_EXERCISE REQUIREMENTS_.
1 – According to the review of Sit How You Want below, which press published the collection?
2 – In the review of Sit How You Want below, reproduce word for word the passage from "SUCH AN UGLY" up to and including "of a whale.".

_TEXT PROVIDED_.

====

Wednesday, May 30, 2018

Robin Richardson, Sit How You Want



SUCH AN UGLY LITTLE DUCK

This morning’s pink ass. Last night’s sadist.
    Suppose he came to know me as he wrote
in Sharpie on my belly: whore, or heroine,
    or both. I’m no good at sleeping. High-strung
in a hurricane of public access broadcasts
    while the city’s men parade their bulges
on the F train waiting to be licked
    back into living. This is how a book begins:
protagonist unburdened by her husband
    blunders through the belly of a whale.
One day she’ll emerge dismantled, all decked
    out in Swarovski Crystal halos. Imperfect,
picturesque as childhood hallucinations.

There is a sharpness and a confidence to the first person monologues in Toronto writer Robin Richardson’s third full-length poetry collection, Sit How You Want (Vehicule Press, 2018), even as the poems explore trauma, terror and powerlessness, and the ways in which one might finally emerge. In an interview conducted by Madeleine Wattenberg, posted at So To Speak, Richardson speaks of “unsympathetic poems,” an idea I found quite fascinating:

The sympathetic poem is crafted in service of the author. It makes one look intelligent or innovative, or, in the case of this “universal” notion you put forth, which I can’t get out of my head now, it makes one seem a masculine sort of authority. I think of all these poems written by white men about the strife of the third world and so on. It comes secondhand and from a sense of the author’s own importance and “seriousness.” It puts nothing on the line, offers up no vulnerability, and does nothing to actually portray the truth of its subject matter, because only the subject, speaking for herself, could provide the “truth” of her experience. It’s somewhat colonial to me, and difficult to digest.

In contrast to this, the unsympathetic writer puts herself on the line, risking vulnerability and exposure of the unflattering angles the sympathetic writer dodges with skill and preoccupation with externals. So, in a world where only the flattering photos are posted, and the easy to digest stories shared, it is a crucial service to one’s fellow to expose the ugly, the sad, the unflattering. It’s in this sharing that we begin to feel less alone.

====

_Location labeling records_.

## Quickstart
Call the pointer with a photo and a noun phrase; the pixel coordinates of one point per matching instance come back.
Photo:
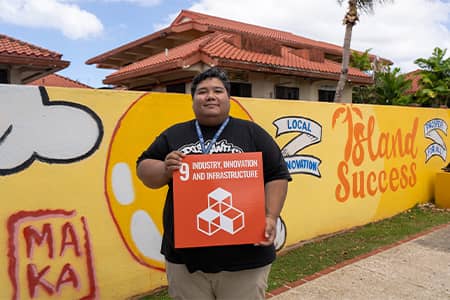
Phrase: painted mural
(78, 224)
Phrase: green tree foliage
(389, 89)
(350, 19)
(391, 86)
(361, 60)
(435, 79)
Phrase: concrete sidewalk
(417, 268)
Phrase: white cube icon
(220, 214)
(208, 221)
(220, 200)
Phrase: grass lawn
(320, 254)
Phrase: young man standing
(218, 272)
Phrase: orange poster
(219, 200)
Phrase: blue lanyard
(213, 141)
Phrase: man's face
(211, 103)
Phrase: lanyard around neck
(213, 141)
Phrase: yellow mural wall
(78, 224)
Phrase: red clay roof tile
(12, 46)
(215, 46)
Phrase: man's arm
(275, 193)
(157, 173)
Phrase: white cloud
(32, 128)
(401, 31)
(72, 21)
(138, 2)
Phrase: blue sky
(81, 29)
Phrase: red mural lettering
(32, 236)
(36, 278)
(343, 189)
(67, 275)
(52, 279)
(69, 239)
(364, 145)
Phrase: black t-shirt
(238, 136)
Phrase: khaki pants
(246, 285)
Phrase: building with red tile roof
(261, 62)
(59, 81)
(22, 62)
(415, 77)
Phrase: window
(4, 76)
(241, 89)
(176, 88)
(326, 95)
(284, 92)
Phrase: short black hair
(213, 72)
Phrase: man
(219, 272)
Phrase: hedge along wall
(77, 222)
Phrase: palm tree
(435, 78)
(350, 19)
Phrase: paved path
(415, 269)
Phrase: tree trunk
(345, 62)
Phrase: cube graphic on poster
(220, 214)
(219, 200)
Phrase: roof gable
(12, 46)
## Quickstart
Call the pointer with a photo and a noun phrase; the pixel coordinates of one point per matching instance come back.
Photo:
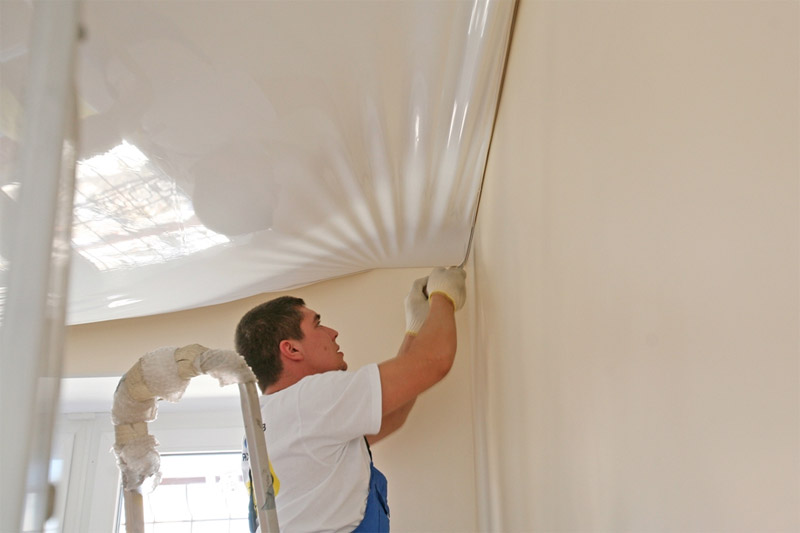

====

_TASK SOLUTIONS_.
1 – Vehicule Press

2 –
SUCH AN UGLY LITTLE DUCK

This morning’s pink ass. Last night’s sadist.
    Suppose he came to know me as he wrote
in Sharpie on my belly: whore, or heroine,
    or both. I’m no good at sleeping. High-strung
in a hurricane of public access broadcasts
    while the city’s men parade their bulges
on the F train waiting to be licked
    back into living. This is how a book begins:
protagonist unburdened by her husband
    blunders through the belly of a whale.